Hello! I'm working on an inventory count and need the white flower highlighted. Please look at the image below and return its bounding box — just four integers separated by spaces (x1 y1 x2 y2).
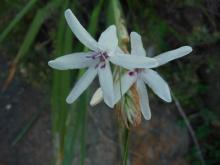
48 9 157 107
90 32 192 120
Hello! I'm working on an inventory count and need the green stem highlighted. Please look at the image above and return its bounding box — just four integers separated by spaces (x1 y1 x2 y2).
123 128 130 165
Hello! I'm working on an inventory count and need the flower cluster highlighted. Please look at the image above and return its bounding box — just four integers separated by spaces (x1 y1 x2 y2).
48 9 192 119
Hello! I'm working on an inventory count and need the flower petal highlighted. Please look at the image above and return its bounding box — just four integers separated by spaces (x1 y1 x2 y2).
141 69 172 102
98 62 115 108
65 9 98 50
48 52 96 70
130 32 146 56
98 25 118 53
66 67 97 104
154 46 192 66
114 71 137 103
110 53 158 69
90 87 103 106
136 79 151 120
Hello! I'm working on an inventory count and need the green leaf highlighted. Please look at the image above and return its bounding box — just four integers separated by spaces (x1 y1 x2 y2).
0 0 37 43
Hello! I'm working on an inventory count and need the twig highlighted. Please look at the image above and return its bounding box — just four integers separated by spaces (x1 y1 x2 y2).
171 91 205 165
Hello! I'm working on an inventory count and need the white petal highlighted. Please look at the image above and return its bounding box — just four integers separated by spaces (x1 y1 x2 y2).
98 25 118 53
66 67 97 104
65 9 98 50
110 53 158 69
98 62 115 108
114 72 137 103
116 47 124 54
130 32 146 56
141 69 172 102
48 52 96 70
136 79 151 120
154 46 192 65
90 88 103 106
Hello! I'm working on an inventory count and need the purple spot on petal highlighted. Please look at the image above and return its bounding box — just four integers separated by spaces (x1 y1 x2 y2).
128 71 135 76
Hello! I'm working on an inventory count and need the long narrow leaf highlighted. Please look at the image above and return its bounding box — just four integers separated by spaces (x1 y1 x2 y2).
0 0 37 42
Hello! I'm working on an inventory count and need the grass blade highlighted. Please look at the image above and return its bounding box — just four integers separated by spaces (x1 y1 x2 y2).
0 0 37 42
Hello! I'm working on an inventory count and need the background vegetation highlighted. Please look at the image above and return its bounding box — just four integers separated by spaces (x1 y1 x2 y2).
0 0 220 165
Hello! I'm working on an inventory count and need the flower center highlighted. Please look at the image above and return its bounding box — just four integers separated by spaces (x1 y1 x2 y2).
128 68 144 76
87 52 109 68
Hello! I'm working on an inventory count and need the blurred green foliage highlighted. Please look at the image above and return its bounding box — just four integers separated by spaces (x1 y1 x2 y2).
0 0 220 164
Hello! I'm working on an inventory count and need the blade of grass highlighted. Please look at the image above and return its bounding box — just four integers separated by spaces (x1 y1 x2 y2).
123 129 130 165
3 1 58 90
0 0 37 43
52 0 72 165
12 99 48 146
64 0 104 165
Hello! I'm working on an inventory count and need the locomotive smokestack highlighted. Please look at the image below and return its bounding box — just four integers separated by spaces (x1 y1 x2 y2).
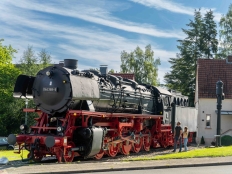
100 65 108 75
64 59 77 69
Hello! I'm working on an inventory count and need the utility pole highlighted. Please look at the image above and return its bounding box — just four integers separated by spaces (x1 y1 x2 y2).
25 98 28 125
216 80 225 147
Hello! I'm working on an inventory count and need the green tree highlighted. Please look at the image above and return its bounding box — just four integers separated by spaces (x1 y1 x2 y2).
19 46 40 76
121 45 160 85
0 39 21 136
38 49 52 69
19 46 51 76
202 10 218 59
219 4 232 59
164 10 217 106
18 46 51 129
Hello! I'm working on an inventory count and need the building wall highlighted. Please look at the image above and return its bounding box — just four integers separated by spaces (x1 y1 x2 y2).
197 98 232 145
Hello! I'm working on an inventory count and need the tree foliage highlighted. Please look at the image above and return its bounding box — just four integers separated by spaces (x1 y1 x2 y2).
121 45 160 85
219 4 232 59
0 40 21 136
19 46 51 76
164 10 218 106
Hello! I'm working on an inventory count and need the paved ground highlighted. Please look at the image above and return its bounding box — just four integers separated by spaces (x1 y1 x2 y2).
0 157 232 174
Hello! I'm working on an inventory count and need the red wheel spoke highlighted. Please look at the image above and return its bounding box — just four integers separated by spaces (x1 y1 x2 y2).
107 144 119 157
120 141 132 155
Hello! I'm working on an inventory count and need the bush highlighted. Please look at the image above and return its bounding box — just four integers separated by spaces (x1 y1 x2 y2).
201 136 205 144
221 135 232 146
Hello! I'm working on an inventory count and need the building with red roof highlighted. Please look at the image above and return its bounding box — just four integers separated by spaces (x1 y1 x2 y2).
195 56 232 145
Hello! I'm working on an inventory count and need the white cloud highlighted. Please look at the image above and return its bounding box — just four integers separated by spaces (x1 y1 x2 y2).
130 0 222 22
0 1 184 39
0 1 176 83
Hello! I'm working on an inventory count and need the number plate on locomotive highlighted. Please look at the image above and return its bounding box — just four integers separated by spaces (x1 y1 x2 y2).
43 87 58 92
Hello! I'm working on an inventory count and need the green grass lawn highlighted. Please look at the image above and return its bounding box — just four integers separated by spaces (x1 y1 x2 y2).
125 146 232 161
0 150 28 161
0 146 232 161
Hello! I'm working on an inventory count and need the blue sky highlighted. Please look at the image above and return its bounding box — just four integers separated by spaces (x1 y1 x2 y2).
0 0 231 83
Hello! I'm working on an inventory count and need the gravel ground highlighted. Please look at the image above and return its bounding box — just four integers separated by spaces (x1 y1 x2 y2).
4 144 204 166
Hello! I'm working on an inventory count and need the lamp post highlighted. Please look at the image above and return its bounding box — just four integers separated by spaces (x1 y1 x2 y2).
25 98 28 125
216 80 225 147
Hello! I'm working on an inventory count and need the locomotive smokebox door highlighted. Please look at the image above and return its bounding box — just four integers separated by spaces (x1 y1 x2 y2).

■ ■ ■ ■ ■

Write out all of the material above word for word, omitting the pictures.

Hello! I'm working on an inventory count and need the white flower highlighted. Please look at the image below and return its bounding box — just four integers separated by spaces (x1 y1 x2 y2).
48 9 157 107
90 32 192 120
Hello! I'm working on an inventory count and need the green stem highlighted. Please look at the image above and return its bounding box — just four integers separated by spaces (x1 y1 x2 y2).
123 128 130 165
Hello! I'm working on an inventory count and need the flower cluster highlighted. Please look at the image above and return its bounding box — just four integers separated by spaces (x1 y1 x2 y2).
48 9 192 119
Hello! I'm working on an inventory count and need the flower petal highlighted. Please look at the image above and return its bounding box — just four integers separated by spaces (x1 y1 x2 y2).
141 69 172 102
98 62 115 108
65 9 98 50
48 52 96 70
130 32 146 56
98 25 118 53
66 67 97 104
154 46 192 66
114 71 137 103
110 53 158 69
90 87 103 106
136 79 151 120
Hello! I'm working on an inventory count and need the green leaf highlighted. Please look at the image above and return its bounding box — just four integers separated by spaces (x1 y1 x2 y2).
0 0 37 43
Hello! I'm working on an inventory count and need the twig highlighted. Please look at the image above and return its bounding box — just four integers separated by spaces (x1 y1 x2 y2).
171 91 205 165
Hello! I'm working on an inventory count and need the white petal highlighted. Please look at the image above and return its bounding box — just four integers separated by spaces (x1 y1 x2 y2).
98 25 118 53
66 67 97 104
65 9 98 50
110 53 158 69
98 62 115 108
114 72 137 103
116 47 124 54
130 32 146 56
141 69 172 102
48 52 96 70
136 79 151 120
154 46 192 65
90 88 103 106
Hello! I'm working on an inventory count and need the purple spot on petal highlighted. Please look at the image above and return its bounding box — just four integers separated by spaces (x1 y1 x2 y2).
128 71 135 76
Hello! I'm working on an inventory count and need the long narrow leaf highlighted. Please look at the image above and return its bounding box — just four integers separated by spaces (x1 y1 x2 y2).
0 0 37 42
Hello! I'm working on an inventory count and need the grass blade highlighted. Please look at the image above and return its bounding box — just four integers separated by spaces (x1 y1 x2 y2).
0 0 37 42
Hello! I'm working on an inventory count and need the background vegetation highlighted. Please look at the image above and return its bounding box — just four integers separated by spaces (x1 y1 x2 y2).
0 0 220 165
Hello! I'm working on an inventory count and need the flower center highlighted. Please look at the image above and return its bounding box — just four integers separated by spaces (x1 y1 x2 y2).
128 68 144 76
87 52 109 68
Hello! I'm working on an inventory count and need the blurred green foliage highlighted. Please look at the image above and return its bounding box — just four integers separated by spaces (x1 y1 x2 y2).
0 0 220 164
Hello! I'm working on an inventory count and need the blade of grass highlighted. Please look at the image above and return its bounding box — just four integers separated by spaces (x1 y1 x2 y2).
123 129 130 165
3 1 58 90
0 0 37 43
52 0 72 165
12 99 48 146
64 0 104 165
Hello! I'm working on an inventory count and need the locomotive smokestack highlighted. Please look at the image below and return its bounding box — just four integers separated by spaces (x1 y1 x2 y2).
100 65 108 75
64 59 77 69
Hello! I'm working on an inventory count and need the utility pole highlighted. Please look at the image above and return its bounding box — just four integers separated by spaces (x1 y1 x2 y2).
25 98 28 125
216 80 225 147
Hello! I'm working on an inventory count and need the green tree highlighted. Please look at the image above and return its bounding box — just four integers separated by spaces (x1 y1 x2 y2).
19 46 40 76
121 45 160 85
0 39 21 136
38 49 52 69
19 46 51 76
202 10 218 59
219 4 232 59
164 10 217 106
18 46 51 129
Hello! I'm working on an inventory count and need the building wall highlighted. Please look at the image above and return its bounding box — just four integers separated by spaces (x1 y1 x2 y2).
197 98 232 145
Hello! I'm working on an inventory count and need the tree foliage highlighted. Please look at the image above and return its bounding box — just four integers separated by spaces (x1 y1 x2 y2).
121 45 160 85
219 4 232 59
0 40 21 136
19 46 51 76
164 10 218 106
Hello! I'm working on an inventory count and need the paved ground highlighted. Please look at the image above and return its bounding box — just four integers separated by spaces (x1 y1 x2 y2).
0 157 232 174
Hello! I'm working on an inventory count and need the red wheel spoke highlighted. Please look at the image above and return its bounding box — just four integers separated by spaces (x1 y1 x2 y2).
107 144 119 157
120 141 132 155
Hello! I'm working on an inventory count and need the bush highlighted. Please look at the image above and return its bounding box — just four integers separated by spaces (x1 y1 x2 y2).
201 136 205 144
221 135 232 146
Hello! I'm working on an inventory count and need the building with red roof highlighted. Please look at the image above and return its bounding box — just four integers separated by spaces (x1 y1 x2 y2).
195 56 232 145
Hello! I'm working on an inventory count and need the white cloud highlighted. Please look at the image above and return its bounding box — just four integers separated by spaces (x1 y1 x2 y2).
130 0 222 22
0 1 184 39
0 1 176 83
Hello! I'm working on an inventory count and need the number plate on locomotive highlighted. Please look at the image above and return its bounding box — just four integers separated by spaces (x1 y1 x2 y2).
43 87 58 92
Hello! I'm working on an inventory count and need the green grass lawn highlighted. Please look at the image above and return its bounding box — just four integers separated by spaces (x1 y1 x2 y2).
125 146 232 161
0 150 28 161
0 146 232 161
Hello! I'm working on an inventory count and need the blue sky highlighted. Please look at the image above and return its bounding box — just four integers separated by spaces (x1 y1 x2 y2).
0 0 231 83
Hello! I'm working on an inventory count and need the gravel ground highlighted. Please look at the image above and return its bounding box — just four integers separated by spaces (x1 y1 x2 y2).
4 144 204 166
Hello! I'm working on an inventory count and need the lamp post highlighted. Please look at the image above and return its bounding box — just four integers separated by spaces (x1 y1 x2 y2).
25 98 28 125
216 80 225 147
Hello! I'm working on an inventory count and need the locomotive smokebox door highlighted. Please look at the image above and return its bounding box — just four integers separated by spaces (x1 y1 x2 y2).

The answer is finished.